#### [PROBLEM]
In the data below, find the line containing "The component shall return one point per instance of the calm", then set down that line and every later line up to and including the line containing "the distant building", exactly.

DATASET ENTRIES section start

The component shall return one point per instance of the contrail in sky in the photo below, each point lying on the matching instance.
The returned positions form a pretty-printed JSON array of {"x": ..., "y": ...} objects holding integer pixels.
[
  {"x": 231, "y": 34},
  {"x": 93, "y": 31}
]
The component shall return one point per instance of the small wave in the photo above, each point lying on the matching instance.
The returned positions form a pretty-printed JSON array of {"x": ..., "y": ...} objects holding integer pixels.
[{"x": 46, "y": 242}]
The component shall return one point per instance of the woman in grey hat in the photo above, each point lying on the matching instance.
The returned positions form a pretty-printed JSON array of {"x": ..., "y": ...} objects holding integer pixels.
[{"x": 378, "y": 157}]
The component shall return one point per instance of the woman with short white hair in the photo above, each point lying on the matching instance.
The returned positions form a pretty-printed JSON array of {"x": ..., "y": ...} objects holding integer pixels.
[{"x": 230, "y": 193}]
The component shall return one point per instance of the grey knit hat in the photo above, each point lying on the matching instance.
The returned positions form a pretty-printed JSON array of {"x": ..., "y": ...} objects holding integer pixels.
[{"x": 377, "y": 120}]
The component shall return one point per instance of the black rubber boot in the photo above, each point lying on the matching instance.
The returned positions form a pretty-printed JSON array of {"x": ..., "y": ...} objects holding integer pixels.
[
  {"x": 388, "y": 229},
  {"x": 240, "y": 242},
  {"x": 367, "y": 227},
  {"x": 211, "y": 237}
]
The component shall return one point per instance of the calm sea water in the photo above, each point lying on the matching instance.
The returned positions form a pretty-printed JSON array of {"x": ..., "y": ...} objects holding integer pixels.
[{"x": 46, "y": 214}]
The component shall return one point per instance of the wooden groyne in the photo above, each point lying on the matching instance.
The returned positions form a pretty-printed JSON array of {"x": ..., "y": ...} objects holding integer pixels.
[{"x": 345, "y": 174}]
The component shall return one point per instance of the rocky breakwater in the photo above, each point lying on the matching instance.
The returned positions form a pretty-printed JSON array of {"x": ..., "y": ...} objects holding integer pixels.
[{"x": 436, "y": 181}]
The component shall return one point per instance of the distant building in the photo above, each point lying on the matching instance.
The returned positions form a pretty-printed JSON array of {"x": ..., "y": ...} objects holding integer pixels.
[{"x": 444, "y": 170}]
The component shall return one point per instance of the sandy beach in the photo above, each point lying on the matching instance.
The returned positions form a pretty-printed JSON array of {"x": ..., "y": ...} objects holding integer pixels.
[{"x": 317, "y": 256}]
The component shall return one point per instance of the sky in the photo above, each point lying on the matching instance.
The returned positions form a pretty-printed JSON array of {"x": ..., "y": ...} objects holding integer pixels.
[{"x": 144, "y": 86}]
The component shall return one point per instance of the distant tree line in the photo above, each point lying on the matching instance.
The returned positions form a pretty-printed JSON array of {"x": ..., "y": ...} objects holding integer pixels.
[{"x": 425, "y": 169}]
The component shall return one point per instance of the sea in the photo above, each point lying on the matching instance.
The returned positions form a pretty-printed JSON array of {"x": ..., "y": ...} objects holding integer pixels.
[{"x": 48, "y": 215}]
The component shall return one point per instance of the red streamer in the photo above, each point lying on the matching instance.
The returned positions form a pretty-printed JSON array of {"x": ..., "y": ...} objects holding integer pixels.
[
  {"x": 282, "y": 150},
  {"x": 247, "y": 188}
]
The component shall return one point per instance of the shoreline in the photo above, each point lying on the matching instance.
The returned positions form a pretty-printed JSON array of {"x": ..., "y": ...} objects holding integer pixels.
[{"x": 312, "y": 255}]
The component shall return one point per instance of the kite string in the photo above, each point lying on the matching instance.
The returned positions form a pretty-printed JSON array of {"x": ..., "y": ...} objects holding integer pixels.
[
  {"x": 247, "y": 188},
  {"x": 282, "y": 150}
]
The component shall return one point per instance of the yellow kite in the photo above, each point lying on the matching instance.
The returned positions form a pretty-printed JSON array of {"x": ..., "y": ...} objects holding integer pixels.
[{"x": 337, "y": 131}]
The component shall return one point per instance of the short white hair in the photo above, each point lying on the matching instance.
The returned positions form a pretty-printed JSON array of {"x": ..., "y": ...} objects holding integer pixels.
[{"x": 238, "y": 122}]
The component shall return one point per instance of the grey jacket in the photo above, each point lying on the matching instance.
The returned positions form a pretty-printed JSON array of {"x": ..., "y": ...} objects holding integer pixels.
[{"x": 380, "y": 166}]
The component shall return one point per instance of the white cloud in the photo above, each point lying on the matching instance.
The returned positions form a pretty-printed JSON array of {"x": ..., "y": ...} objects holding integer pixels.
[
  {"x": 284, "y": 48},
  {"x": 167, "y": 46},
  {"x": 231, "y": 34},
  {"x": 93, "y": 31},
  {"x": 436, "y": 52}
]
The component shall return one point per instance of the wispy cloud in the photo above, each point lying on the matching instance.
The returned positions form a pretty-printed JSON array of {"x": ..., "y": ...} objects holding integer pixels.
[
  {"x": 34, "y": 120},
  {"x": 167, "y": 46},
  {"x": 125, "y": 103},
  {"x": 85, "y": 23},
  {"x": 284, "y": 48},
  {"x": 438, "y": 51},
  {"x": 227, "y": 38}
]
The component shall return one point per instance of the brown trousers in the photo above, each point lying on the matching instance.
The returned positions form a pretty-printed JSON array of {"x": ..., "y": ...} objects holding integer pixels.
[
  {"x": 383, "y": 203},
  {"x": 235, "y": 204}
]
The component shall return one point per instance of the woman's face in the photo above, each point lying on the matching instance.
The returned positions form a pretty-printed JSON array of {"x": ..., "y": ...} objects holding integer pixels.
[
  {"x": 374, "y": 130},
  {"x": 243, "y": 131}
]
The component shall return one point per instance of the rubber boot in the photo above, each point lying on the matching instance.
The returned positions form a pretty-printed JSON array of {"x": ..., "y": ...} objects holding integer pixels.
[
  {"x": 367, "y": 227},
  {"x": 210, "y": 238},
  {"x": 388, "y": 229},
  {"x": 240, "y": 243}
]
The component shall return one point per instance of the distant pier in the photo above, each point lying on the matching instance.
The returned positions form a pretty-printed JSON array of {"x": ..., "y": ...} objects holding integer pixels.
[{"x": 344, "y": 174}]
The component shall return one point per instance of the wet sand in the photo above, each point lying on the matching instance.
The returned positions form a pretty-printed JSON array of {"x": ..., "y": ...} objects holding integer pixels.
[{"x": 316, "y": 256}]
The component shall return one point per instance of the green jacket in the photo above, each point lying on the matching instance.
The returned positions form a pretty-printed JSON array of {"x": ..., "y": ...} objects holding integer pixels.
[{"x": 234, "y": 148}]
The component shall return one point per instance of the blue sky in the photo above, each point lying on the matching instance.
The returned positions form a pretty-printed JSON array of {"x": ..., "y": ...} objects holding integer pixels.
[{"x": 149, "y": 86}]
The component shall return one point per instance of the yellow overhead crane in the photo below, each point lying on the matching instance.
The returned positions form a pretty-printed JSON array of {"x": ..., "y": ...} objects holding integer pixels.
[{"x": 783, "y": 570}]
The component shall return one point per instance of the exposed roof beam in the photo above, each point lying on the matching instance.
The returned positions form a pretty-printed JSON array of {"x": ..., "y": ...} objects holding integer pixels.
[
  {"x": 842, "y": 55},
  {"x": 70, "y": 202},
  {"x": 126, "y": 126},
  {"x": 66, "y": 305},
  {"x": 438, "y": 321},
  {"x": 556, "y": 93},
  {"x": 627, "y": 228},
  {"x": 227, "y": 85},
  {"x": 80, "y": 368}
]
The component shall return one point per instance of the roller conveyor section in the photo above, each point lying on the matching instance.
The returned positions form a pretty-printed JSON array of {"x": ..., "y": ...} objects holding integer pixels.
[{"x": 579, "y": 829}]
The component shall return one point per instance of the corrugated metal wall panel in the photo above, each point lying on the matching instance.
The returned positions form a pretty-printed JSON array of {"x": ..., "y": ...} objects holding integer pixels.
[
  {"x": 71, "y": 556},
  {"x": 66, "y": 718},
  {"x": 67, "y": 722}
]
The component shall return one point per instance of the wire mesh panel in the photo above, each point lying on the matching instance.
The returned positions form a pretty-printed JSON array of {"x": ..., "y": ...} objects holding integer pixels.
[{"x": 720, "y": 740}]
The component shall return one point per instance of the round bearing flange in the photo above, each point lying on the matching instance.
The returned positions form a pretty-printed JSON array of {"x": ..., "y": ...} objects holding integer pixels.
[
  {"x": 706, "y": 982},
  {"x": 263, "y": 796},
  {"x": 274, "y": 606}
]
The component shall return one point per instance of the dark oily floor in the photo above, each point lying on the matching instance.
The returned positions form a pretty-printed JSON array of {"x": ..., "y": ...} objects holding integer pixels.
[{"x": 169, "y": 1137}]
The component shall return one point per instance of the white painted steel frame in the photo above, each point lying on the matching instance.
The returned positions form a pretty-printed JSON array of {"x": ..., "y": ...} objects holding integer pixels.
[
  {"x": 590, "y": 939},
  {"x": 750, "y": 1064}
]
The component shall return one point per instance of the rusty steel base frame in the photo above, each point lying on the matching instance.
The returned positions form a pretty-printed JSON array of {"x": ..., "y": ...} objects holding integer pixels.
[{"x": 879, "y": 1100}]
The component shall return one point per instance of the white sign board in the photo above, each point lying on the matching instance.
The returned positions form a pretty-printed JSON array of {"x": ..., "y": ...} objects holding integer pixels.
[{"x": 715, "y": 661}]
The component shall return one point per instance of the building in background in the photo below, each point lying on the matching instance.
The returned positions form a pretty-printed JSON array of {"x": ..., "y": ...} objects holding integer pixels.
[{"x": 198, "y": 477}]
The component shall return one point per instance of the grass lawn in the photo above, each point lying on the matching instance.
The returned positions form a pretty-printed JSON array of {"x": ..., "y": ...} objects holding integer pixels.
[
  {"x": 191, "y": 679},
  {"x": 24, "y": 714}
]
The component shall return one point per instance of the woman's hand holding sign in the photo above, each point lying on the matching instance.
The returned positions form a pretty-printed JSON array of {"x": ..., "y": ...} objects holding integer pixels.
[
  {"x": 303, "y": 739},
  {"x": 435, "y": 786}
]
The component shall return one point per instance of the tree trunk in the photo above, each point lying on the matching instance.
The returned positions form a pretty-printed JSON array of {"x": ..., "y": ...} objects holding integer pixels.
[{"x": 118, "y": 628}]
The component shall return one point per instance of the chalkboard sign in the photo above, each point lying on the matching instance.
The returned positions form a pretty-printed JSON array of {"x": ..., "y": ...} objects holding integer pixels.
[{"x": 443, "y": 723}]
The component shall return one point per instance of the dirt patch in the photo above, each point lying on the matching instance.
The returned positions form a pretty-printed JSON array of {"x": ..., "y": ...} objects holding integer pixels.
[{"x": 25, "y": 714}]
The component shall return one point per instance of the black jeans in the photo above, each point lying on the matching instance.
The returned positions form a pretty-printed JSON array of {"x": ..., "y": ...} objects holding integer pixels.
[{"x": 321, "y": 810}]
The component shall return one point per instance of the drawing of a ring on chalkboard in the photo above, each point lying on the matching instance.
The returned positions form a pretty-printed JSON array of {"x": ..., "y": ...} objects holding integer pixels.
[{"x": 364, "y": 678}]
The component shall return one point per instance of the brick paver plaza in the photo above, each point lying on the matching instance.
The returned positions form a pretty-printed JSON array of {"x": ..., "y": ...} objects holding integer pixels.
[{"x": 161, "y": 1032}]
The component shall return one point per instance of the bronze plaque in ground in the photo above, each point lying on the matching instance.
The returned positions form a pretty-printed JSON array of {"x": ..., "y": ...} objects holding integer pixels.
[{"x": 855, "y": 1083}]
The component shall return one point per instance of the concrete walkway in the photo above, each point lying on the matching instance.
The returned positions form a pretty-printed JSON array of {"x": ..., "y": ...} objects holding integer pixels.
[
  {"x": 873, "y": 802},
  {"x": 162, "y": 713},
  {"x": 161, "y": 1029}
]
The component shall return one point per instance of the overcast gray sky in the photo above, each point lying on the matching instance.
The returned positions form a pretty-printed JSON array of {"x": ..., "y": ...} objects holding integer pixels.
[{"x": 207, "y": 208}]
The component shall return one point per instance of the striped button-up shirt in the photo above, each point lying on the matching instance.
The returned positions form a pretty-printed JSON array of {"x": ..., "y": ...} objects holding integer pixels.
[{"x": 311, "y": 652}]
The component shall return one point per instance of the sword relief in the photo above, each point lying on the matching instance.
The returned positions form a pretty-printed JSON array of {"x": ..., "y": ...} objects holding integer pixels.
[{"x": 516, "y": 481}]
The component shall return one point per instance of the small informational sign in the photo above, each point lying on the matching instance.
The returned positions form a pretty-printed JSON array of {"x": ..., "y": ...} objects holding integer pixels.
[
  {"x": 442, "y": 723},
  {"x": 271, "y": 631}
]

DATASET ENTRIES section end

#### [RESULT OF THE TASK]
The component shall return one point per instance of the calm sea water in the photo above, each point lying on the matching instance.
The returned positions form a pretty-printed JSON array of {"x": ..., "y": ...} objects holding integer pixels.
[{"x": 46, "y": 214}]
The component shall return one point per instance of the wooden groyne in the photo above, each point lying on the matching instance.
The returned positions form a pretty-printed JSON array of {"x": ..., "y": ...} objects holding integer pixels.
[{"x": 345, "y": 174}]
The component shall return one point per instance of the rocky breakwater in the photo above, each point lying on the matching instance.
The returned positions form a pretty-printed JSON array of {"x": ..., "y": ...} objects holding integer pixels.
[{"x": 436, "y": 181}]
The component shall return one point per instance of the distant building in the photo above, each point lying on the matching instance.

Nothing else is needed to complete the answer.